- _Bagian Teks_:
»»

Opini  

Fenomena Ranah Berlumur Rumor

Oleh : Andrinof A. Chaniago - Perantau Minang di Jakarta

Begitu juga dalam hal pendidikan, lingkungan sosial Ranah Minang mulai tidak masuk hitungan dalam prestasi minat baca warga dan anak-anak.

Jika dua dekade lalu tingkat minat baca warga Ranah Minang (baca: Sumbar) bersaing di tingkat atas dengan DIY Yojakarta, kini posisi Sumbar masuk 10 besar pun tidak.

Dalam hal penyakit sosial, media-media lokal sendiri sering menginfokan perilaku pelanggaran norma kesusilaan maupun tindakan kekerasan sewenang-wenang yang terjadi di masyarakat.

Lebaran ini, seminggu sesudah Lebaran, aparat penertiban menemukan lima pasangan tidak sah “ngamar” di sebuah homestay di Kota Padang.

Pemandangan yang mengejutkan, usai dipergok, kelima perempuan yang “ngamar” dengan pasangannya itu berkerudung.

Dua minggu sebelumnya, muncul berita yang viral di medsos, dua perempuan pekerja tempat hiburan di Pesisir Selatan digiring ramai-ramai, dilucuti pakaiannya dan dilempar ke laut.

Penyakit sosial jelas bukan hanya perbuatan asusila, LGBT, narkoba dan judi, tetapi juga premanisme, pemalakan, tindakan penghakiman massa, perbuatan aji mumpung terhadap orang yang sedang terdesak membutuhkan sesuatu, budaya meneriaki orang dengan cemoohan, dan sebagainya.

««

- _Bagian Data_:

»»

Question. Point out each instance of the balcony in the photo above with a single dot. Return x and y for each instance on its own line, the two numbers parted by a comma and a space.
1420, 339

««

- _Tugas Kerja_: Lanjutkan teks opini tentang penyakit sosial di Ranah Minang, mulai setelah kalimat terakhirnya. Data tersebut merupakan bahan tersendiri yang terpisah dari teks.

- _Hasil Tugas_:
Intinya, semua ucapan dan tindakan yang membuat kenyamanan orang lain terganggu adalah bagian dari penyakit sosial.

Satu lagi penyakit sosial yang relatif ringan tetapi sumber dari penyakit sosial yang lebih buruk adalah budaya rumor atau mengumbar cerita hal-hal yang tidak jelas kebenarannya.

Ketika perbuatan rumor digerakkan secara seirama oleh pembuat rumor, penyampai rumor dan pendengar rumor yang kemudian juga bertindak sebagai penerus rumor, maka perilaku ini telah menjadi penyakit sosial.

Tinggal kualitas penyakit sosial ini tergantung pada konten yang dirumorkan. Dan ketika rumor itu menyudutkan atau menista seseorang, maka rumor tadi otomatis naik kelas menjadi konten fitnah.